WORK ITEM: Write out only the final part of the records below. It begins with the line that contains "Thanks in advance for your help! Please find the flower" and ends with the last line.

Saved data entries
[Start of section]
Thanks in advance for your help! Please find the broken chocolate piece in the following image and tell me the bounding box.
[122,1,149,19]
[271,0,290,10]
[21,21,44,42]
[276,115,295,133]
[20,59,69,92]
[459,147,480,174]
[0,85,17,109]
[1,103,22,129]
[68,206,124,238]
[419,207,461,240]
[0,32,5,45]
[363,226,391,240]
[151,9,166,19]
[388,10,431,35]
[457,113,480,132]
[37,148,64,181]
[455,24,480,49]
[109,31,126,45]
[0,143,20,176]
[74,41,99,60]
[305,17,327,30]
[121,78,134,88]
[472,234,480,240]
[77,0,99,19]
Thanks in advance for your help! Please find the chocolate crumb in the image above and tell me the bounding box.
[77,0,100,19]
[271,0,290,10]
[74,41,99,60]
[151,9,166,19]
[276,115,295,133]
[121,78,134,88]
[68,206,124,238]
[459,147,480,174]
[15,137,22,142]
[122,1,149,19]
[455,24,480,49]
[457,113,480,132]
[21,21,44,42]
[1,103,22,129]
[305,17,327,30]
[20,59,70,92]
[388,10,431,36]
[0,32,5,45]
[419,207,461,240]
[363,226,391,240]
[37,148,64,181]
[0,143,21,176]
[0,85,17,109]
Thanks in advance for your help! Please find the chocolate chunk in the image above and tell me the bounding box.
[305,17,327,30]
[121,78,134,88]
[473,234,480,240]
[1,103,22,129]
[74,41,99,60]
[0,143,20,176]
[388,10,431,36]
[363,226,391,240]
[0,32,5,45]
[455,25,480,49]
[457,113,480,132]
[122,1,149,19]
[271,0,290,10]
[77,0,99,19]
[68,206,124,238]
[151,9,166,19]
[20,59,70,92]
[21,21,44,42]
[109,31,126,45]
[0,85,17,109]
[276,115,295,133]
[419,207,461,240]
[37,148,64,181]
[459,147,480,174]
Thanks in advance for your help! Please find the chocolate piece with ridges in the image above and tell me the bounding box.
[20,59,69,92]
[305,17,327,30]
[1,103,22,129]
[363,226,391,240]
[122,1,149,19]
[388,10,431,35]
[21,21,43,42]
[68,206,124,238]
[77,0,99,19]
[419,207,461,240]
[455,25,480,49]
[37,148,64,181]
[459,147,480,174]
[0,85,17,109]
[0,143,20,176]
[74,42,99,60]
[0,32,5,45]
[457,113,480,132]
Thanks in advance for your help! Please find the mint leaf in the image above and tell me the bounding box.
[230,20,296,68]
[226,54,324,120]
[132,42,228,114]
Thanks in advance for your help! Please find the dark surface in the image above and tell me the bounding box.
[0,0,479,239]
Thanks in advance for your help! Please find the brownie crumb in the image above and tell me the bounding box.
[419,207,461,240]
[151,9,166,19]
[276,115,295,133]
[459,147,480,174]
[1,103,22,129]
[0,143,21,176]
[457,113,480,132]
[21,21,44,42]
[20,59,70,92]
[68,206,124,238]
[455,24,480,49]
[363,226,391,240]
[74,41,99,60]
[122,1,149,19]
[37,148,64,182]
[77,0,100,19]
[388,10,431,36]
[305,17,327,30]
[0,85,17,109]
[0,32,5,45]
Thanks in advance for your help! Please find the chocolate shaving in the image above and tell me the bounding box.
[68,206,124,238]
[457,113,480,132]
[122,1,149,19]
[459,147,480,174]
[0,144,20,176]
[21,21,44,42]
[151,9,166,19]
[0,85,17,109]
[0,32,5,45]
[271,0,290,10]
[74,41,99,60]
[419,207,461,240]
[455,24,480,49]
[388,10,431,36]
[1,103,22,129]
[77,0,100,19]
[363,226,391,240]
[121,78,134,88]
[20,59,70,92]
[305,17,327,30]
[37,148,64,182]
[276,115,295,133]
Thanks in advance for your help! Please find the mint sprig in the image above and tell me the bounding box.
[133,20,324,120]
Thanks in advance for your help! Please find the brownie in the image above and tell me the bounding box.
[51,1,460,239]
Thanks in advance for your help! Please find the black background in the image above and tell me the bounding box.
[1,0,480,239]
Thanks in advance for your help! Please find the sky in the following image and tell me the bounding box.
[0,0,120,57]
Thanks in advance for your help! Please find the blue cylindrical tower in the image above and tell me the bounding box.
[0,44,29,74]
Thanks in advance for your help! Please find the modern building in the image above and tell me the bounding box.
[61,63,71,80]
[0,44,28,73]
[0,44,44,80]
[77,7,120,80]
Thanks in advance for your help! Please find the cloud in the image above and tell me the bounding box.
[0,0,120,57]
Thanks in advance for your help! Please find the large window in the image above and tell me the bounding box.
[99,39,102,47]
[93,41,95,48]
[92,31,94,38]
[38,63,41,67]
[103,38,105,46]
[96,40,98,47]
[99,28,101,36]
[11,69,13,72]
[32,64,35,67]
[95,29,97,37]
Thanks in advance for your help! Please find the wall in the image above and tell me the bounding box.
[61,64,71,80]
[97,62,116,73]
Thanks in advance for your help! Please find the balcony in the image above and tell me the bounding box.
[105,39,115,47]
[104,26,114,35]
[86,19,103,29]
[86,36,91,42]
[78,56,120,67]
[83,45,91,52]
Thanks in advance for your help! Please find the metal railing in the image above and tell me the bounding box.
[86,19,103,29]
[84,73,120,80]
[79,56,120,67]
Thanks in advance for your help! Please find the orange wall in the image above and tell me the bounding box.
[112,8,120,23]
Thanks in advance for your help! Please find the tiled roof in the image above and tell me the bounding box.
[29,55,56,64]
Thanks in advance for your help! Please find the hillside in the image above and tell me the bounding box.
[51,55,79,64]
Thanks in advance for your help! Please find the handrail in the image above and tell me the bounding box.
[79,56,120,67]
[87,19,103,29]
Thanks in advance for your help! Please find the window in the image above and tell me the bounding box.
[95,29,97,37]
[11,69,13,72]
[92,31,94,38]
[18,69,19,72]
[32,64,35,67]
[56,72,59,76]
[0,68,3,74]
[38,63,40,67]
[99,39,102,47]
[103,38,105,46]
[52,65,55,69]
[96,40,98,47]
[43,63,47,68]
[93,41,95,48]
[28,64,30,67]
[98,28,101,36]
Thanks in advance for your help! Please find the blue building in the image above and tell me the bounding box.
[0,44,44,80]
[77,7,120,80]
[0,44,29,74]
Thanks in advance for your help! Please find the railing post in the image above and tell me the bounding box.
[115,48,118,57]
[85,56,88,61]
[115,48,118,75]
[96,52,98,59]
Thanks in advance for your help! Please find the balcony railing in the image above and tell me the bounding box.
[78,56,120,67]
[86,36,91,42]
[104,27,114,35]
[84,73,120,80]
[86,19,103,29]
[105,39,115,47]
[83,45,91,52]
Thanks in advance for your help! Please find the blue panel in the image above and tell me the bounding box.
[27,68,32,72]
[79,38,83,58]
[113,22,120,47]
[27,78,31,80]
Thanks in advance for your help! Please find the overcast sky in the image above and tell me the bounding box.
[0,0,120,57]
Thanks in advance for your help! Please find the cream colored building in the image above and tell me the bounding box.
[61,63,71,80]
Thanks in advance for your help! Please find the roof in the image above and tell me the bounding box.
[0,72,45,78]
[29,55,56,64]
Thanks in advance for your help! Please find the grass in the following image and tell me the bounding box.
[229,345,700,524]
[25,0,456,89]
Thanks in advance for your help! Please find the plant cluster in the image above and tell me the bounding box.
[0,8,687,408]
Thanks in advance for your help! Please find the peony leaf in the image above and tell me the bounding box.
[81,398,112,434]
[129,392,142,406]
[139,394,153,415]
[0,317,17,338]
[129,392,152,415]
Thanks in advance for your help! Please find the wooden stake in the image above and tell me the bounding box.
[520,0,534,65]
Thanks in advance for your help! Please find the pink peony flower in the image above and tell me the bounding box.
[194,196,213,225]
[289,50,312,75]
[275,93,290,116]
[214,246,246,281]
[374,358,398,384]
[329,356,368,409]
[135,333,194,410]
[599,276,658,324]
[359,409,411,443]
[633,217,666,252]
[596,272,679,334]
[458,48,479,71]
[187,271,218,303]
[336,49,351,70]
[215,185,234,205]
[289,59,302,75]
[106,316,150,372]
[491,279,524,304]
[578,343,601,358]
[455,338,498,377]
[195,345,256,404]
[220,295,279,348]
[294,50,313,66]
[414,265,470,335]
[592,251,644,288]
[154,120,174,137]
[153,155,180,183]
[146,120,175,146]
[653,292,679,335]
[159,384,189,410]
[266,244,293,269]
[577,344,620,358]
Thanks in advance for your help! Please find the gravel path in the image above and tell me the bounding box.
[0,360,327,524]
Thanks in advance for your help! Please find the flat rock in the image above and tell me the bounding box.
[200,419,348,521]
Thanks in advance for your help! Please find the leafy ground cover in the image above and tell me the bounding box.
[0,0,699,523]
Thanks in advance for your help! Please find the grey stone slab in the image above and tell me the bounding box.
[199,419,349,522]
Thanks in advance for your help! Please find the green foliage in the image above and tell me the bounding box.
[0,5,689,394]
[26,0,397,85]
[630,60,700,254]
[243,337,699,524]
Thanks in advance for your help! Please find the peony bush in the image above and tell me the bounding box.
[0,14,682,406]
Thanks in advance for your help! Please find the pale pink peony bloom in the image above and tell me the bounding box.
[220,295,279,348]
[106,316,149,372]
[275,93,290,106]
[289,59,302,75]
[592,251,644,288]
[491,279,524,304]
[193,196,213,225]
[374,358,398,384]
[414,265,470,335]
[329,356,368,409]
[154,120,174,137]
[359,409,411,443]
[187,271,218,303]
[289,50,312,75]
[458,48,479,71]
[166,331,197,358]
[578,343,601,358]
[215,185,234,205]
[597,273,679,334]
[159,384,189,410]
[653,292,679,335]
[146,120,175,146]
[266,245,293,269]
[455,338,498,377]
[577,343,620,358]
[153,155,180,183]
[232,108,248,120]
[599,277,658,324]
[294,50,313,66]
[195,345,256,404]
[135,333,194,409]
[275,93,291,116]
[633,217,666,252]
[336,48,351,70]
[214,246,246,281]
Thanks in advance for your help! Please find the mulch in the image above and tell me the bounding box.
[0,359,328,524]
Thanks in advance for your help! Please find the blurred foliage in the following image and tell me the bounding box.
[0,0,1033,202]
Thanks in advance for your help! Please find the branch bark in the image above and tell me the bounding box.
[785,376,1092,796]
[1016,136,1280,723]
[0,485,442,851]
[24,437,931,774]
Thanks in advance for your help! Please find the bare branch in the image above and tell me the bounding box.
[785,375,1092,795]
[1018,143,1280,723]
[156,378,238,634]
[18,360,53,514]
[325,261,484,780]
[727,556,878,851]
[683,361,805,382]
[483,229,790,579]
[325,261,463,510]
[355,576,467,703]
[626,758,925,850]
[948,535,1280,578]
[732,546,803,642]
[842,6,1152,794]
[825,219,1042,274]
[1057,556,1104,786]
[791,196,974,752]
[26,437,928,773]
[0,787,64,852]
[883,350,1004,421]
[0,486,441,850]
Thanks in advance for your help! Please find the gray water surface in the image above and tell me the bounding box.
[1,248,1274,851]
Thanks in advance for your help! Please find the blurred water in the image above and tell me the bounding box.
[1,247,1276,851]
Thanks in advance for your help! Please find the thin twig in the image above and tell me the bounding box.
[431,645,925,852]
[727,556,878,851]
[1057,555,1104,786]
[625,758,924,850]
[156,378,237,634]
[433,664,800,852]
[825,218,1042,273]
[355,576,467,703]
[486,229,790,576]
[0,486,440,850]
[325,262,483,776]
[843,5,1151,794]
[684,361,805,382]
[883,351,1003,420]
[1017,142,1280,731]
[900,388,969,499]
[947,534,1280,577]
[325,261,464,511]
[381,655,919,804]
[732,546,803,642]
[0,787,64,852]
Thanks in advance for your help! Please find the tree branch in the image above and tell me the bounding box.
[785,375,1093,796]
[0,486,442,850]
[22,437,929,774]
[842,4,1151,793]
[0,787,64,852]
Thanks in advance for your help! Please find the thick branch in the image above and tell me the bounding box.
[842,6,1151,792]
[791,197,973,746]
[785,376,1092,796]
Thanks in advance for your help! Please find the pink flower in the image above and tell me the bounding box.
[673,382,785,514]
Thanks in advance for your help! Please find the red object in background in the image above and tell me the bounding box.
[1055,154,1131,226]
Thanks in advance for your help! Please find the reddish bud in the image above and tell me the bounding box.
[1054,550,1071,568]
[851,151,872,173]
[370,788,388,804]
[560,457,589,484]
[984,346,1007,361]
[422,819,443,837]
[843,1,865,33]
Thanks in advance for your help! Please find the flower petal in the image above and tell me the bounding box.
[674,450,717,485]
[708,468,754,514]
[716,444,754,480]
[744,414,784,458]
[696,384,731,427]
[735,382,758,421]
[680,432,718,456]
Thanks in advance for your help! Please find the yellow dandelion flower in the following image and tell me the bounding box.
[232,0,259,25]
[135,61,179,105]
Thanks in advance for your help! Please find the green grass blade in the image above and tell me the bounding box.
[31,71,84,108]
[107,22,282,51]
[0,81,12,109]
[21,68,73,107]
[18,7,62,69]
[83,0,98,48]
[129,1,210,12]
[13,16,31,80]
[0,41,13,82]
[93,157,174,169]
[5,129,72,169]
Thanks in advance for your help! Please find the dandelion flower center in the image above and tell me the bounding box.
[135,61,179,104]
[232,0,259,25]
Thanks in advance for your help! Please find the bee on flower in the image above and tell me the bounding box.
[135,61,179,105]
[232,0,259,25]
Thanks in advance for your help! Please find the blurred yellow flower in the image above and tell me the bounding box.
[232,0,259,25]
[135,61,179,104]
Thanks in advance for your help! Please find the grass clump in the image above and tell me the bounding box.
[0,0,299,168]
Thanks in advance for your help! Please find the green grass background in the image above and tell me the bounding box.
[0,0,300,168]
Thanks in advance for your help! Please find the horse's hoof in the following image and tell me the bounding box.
[End of section]
RESULT OF THE TASK:
Thanks in advance for your help! Please find the flower petal in the image above and tell me the bounding box.
[674,450,717,485]
[708,468,754,514]
[716,444,754,480]
[744,414,784,458]
[696,384,731,427]
[735,382,758,421]
[680,432,718,456]
Thanks in advance for your help! Please find the yellow dandelion flower in the following image and tell me the bounding box.
[232,0,259,25]
[135,61,179,105]
Thanks in advance for your help! Please find the green grass blade in the image above and tell me the bounding box.
[31,71,84,108]
[107,22,282,51]
[0,81,12,109]
[21,68,73,107]
[18,7,62,69]
[83,0,98,48]
[129,1,210,12]
[13,16,31,80]
[0,41,13,82]
[93,157,174,169]
[5,129,72,169]
Thanks in advance for your help! Please find the dandelion flower center in the image above and tell me the bounding box.
[135,61,179,104]
[232,0,259,25]
Thanks in advance for your help! Please find the bee on flower in the image above and tell me the bounding box.
[135,61,179,105]
[232,0,259,25]
Thanks in advance for your help! Please find the blurred yellow flower in the image above and tell me the bounding box.
[232,0,259,25]
[135,61,179,104]
Thanks in advance for your help! Please find the grass clump in the image above and tell me the bounding box.
[0,0,299,168]
Thanks in advance for your help! Please find the green grass background in the image above and tell me the bounding box.
[0,0,300,168]
Thanks in advance for your help! Please find the horse's hoof in the following image and tell me the bounding box.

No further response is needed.